Material to process:
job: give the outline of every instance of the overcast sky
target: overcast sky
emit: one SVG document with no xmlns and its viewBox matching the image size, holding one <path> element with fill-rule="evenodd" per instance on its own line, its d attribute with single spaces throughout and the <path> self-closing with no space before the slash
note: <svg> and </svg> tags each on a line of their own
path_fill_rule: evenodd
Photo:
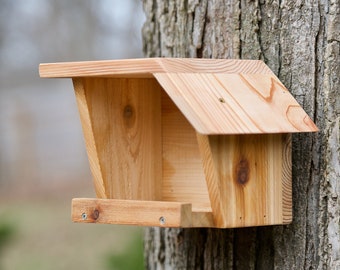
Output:
<svg viewBox="0 0 340 270">
<path fill-rule="evenodd" d="M 138 0 L 0 0 L 2 69 L 141 56 Z"/>
</svg>

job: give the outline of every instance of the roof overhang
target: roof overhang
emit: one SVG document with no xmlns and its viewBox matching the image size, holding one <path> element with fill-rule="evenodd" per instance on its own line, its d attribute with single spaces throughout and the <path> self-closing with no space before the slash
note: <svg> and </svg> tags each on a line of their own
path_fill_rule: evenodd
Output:
<svg viewBox="0 0 340 270">
<path fill-rule="evenodd" d="M 315 132 L 294 97 L 259 60 L 147 58 L 40 65 L 49 78 L 155 78 L 202 134 Z"/>
</svg>

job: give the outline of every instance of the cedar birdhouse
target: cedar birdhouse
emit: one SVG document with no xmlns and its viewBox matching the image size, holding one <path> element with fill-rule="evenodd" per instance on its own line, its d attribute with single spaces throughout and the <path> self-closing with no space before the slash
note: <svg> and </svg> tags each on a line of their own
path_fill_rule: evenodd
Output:
<svg viewBox="0 0 340 270">
<path fill-rule="evenodd" d="M 263 62 L 70 62 L 40 75 L 73 79 L 97 194 L 73 199 L 73 221 L 291 222 L 290 133 L 317 127 Z"/>
</svg>

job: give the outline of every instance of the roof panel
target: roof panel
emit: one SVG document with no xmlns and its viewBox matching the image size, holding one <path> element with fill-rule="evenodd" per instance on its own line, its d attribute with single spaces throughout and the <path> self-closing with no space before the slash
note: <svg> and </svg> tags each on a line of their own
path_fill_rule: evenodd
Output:
<svg viewBox="0 0 340 270">
<path fill-rule="evenodd" d="M 317 131 L 273 75 L 155 73 L 154 76 L 199 133 Z"/>
<path fill-rule="evenodd" d="M 41 77 L 152 78 L 202 134 L 313 132 L 317 127 L 258 60 L 144 58 L 41 64 Z"/>
</svg>

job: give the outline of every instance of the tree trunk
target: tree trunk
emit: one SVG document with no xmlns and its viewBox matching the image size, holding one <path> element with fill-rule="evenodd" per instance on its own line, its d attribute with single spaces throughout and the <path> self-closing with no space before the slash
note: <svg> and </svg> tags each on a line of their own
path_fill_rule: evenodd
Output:
<svg viewBox="0 0 340 270">
<path fill-rule="evenodd" d="M 262 59 L 320 129 L 293 135 L 293 223 L 145 232 L 148 269 L 340 269 L 339 0 L 144 0 L 148 57 Z"/>
</svg>

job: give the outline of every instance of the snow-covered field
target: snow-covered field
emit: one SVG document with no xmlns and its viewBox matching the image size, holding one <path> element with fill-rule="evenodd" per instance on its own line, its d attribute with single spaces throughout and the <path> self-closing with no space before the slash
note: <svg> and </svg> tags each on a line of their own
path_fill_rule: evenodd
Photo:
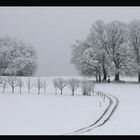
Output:
<svg viewBox="0 0 140 140">
<path fill-rule="evenodd" d="M 65 134 L 99 118 L 99 97 L 0 95 L 0 134 Z"/>
<path fill-rule="evenodd" d="M 37 80 L 36 77 L 31 79 Z M 40 95 L 36 87 L 31 93 L 23 87 L 22 94 L 19 94 L 19 87 L 14 94 L 10 87 L 4 94 L 0 88 L 0 134 L 71 133 L 95 122 L 108 106 L 108 100 L 103 102 L 99 96 L 82 96 L 80 88 L 75 96 L 71 96 L 68 87 L 63 96 L 56 96 L 52 84 L 54 77 L 41 79 L 46 80 L 47 88 L 46 93 L 42 89 Z M 23 80 L 26 83 L 27 78 Z"/>
<path fill-rule="evenodd" d="M 5 94 L 0 88 L 0 134 L 68 134 L 93 124 L 107 108 L 107 100 L 104 103 L 99 96 L 82 96 L 80 88 L 75 96 L 71 96 L 68 87 L 62 96 L 60 92 L 56 96 L 54 78 L 57 77 L 41 78 L 46 80 L 47 88 L 46 93 L 41 89 L 40 95 L 35 87 L 30 94 L 26 87 L 22 94 L 19 94 L 19 87 L 14 94 L 10 87 L 6 88 Z M 26 82 L 27 78 L 23 79 Z M 32 81 L 36 80 L 36 77 L 32 78 Z M 136 78 L 123 80 L 137 81 Z M 140 84 L 105 83 L 96 84 L 95 89 L 117 97 L 119 106 L 104 125 L 84 134 L 140 134 Z"/>
<path fill-rule="evenodd" d="M 119 106 L 110 120 L 87 134 L 133 135 L 140 134 L 140 84 L 99 84 L 97 90 L 119 99 Z"/>
</svg>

Exercise description: Report the lines above that have the word "birdhouse" in them.

Output of the exercise:
job: give the outline of every instance of the cedar birdhouse
target: cedar birdhouse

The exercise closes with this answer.